Referring expression pointing data:
........

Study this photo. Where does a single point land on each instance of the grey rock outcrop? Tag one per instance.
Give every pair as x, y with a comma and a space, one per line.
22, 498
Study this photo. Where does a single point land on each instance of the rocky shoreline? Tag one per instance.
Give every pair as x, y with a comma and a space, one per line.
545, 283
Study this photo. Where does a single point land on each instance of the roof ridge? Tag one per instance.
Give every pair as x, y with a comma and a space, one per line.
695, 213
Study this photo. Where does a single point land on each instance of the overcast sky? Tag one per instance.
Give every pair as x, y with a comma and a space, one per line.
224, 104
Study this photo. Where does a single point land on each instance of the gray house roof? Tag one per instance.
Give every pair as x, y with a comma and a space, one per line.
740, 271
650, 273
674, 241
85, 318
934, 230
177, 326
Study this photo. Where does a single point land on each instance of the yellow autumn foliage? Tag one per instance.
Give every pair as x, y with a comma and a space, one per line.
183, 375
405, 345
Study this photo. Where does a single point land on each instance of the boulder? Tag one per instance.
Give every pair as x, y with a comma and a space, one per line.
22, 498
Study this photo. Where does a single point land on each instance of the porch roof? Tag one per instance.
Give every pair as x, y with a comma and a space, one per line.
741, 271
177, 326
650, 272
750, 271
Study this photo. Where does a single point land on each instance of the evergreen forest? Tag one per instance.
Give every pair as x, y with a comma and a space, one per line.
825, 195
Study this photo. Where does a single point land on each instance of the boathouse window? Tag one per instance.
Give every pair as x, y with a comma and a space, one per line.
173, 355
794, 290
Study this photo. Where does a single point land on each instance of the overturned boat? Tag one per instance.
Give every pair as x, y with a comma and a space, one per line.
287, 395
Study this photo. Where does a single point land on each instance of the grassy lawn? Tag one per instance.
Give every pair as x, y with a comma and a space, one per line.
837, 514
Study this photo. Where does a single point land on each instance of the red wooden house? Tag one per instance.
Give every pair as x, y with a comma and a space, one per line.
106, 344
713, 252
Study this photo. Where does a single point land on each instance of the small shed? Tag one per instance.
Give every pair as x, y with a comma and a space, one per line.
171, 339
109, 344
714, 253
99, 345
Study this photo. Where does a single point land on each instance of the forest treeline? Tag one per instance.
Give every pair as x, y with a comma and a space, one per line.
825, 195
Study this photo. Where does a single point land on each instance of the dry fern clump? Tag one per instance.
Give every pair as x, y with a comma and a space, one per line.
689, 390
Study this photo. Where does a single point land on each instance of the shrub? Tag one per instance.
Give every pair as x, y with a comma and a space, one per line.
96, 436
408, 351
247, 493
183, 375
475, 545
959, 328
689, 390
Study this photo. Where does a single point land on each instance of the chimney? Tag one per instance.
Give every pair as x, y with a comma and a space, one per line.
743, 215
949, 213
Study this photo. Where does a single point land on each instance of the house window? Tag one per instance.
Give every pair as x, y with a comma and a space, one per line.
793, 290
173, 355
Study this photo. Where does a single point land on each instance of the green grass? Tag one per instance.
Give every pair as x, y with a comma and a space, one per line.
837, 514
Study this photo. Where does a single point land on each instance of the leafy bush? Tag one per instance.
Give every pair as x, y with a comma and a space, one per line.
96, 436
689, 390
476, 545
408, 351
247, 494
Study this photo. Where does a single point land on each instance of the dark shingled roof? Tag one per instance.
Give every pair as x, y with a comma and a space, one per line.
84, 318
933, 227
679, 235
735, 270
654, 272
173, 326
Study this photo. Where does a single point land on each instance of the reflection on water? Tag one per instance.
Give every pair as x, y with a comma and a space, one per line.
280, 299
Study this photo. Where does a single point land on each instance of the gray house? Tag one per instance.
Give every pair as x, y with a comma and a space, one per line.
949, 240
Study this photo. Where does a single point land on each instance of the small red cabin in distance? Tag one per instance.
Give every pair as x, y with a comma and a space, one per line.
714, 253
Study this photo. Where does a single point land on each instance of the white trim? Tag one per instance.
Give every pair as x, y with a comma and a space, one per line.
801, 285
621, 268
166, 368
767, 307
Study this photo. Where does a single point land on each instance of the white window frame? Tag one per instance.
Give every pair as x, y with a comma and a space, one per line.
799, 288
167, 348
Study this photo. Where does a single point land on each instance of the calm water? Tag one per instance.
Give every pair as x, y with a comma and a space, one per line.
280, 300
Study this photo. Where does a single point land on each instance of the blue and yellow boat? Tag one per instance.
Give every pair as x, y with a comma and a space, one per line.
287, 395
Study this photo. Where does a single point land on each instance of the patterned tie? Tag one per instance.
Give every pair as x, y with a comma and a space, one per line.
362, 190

........

When you answer, repeat every record exactly, omitting nothing.

[Answer box]
Study this photo. Where does a single point land on each instance of the grey rock outcrop? Tag one per instance.
Give every pair as x, y with a comma and a space, one per line.
22, 498
Study this photo. Where does a single point land on each instance of the rocky shoreline? Tag one per instance.
Give every pair as x, y with a comma and a space, one per line.
545, 283
Study this photo. Where does a single point land on each instance of the roof ridge? Tag one per instance.
Give every pair as x, y with a comma and a space, one per line.
695, 213
Study this photo. Where does a single point land on each instance of the overcast sky? Tag one per instance.
Give every pair as x, y with a comma and a space, one per line.
224, 104
Study this photo. Where does a single point land on each instance of the gray house roof? Tag one per instance.
Give every pair as x, y with a comma and a space, one per line.
740, 271
650, 273
674, 241
85, 318
934, 230
177, 326
Study this photo. Where does a single point land on each instance of the yellow autumn foliage? Tag one per instance.
Give every pair as x, y with a comma and a space, one per line.
183, 375
405, 345
Study this photo. Where does a single point land on each instance of the boulder? Tag one per instance.
Give every pair as x, y with a comma and a space, one per line.
22, 498
Study this photo. Where does a single point land on each instance of the porch roof? Tag one per instance.
Give every pair as x, y with a comma and a space, one per line.
741, 271
177, 326
650, 272
750, 271
Study this photo. Where does a single point land on each instance of the evergreen forest? Tag one per instance.
Give every pair as x, y with a comma and a space, one per line.
825, 195
Study this photo. Where does a single point land on each instance of the boathouse window? Tag one per instance.
Give every pair as x, y with a comma and a space, one per line.
173, 355
794, 290
Study this photo. Where does a single point land on each instance of the overturned boat? Tag one per instance.
Give every pair as x, y with a comma and a space, one per line.
287, 395
Study this photo. Where does a single point land on each instance of the grassy lawn? Tag one per instance.
Give every pair as x, y with a comma and a space, one per line.
837, 514
Study this photo. Where does a single point land on each instance of the red wooden house? Tag one per instance.
Give every pair as x, y with a comma and a space, one per line.
106, 344
713, 252
Study this photo. Where does a single point land on each instance of the small shed? Tag one per instance.
Give every pair as x, y with a comma and a space, one per line.
171, 339
109, 344
714, 253
99, 345
Study this photo. Where does a single point land on each instance of the forest treeline? Tag one per instance.
Give every pair as x, y with a comma and a space, one per line.
825, 195
Study this photo. Where does a single point land on each instance of the dry fern clump? Tag one per instance.
Give every pair as x, y with a comma and a space, one per line.
689, 390
Study this photo. Where does a single point land on each instance of the shrub? Tag one per instance.
Give every pair as x, y with a comma and a space, one per line.
96, 436
408, 351
247, 493
183, 375
475, 545
959, 328
689, 390
Study this photo. Where does a single point land on each instance of the chimney? Tag one per instance.
Give every pair as x, y with a comma and a space, one per line.
743, 215
949, 213
Study this photo. Where does a single point land on each instance of the house window? Tag one per instance.
Give every pair as x, y with a comma and a space, one per line.
793, 290
173, 355
Study this photo. Where does a single point land on each instance of the green grass? Tag one per instance.
Give every pair as x, y with a comma and a space, one per line.
837, 514
Study this photo. Where does a single point land on each instance of the leafy bush? Tag one per instance.
Give every pair as x, y with a comma and a space, one per line.
96, 436
689, 390
476, 545
408, 351
247, 494
Study this photo. Where does a single point land on each instance of the dark shingled roof? Tag one per instance.
Give every pair as x, y with a comma and a space, one per line.
84, 318
933, 227
679, 235
735, 270
654, 272
173, 326
Study this photo. Where does a single point land on each instance of the reflection on water? Tag one per instance.
Give every pair as x, y with a comma and a space, one per line.
280, 299
Study this photo. Where does a single point land on each instance of the gray house? Tag one per instance.
Give every pair as x, y with a comma and a space, one per line.
949, 240
Study this photo. Where does a single point land on each instance of the small red cabin in distance? Tag one per instance.
Give every pair as x, y with a comma and a space, one per line.
714, 253
Study this photo. Where does a single point land on each instance of the white trim? Tag one per instance.
Give every pair as x, y with a comma and a space, one per line.
801, 285
621, 268
166, 368
767, 307
Study this photo. Where does a single point land on each instance of the white window frame? Tag one per instance.
Give every pair as x, y with a comma and a space, one per line.
799, 288
167, 348
Study this photo. Where does a single point land on each instance of the calm water? Tag one per instance.
Give every pair as x, y with a comma and a space, one per line.
280, 300
Study this photo. Where does a single point land on each instance of the blue and yellow boat? Tag one per instance.
Give every pair as x, y with a comma and a space, one per line.
287, 395
Study this photo. Where does a single point land on each instance of the patterned tie? Tag one per instance.
Give every pair as x, y with a comma and a space, one per line.
362, 190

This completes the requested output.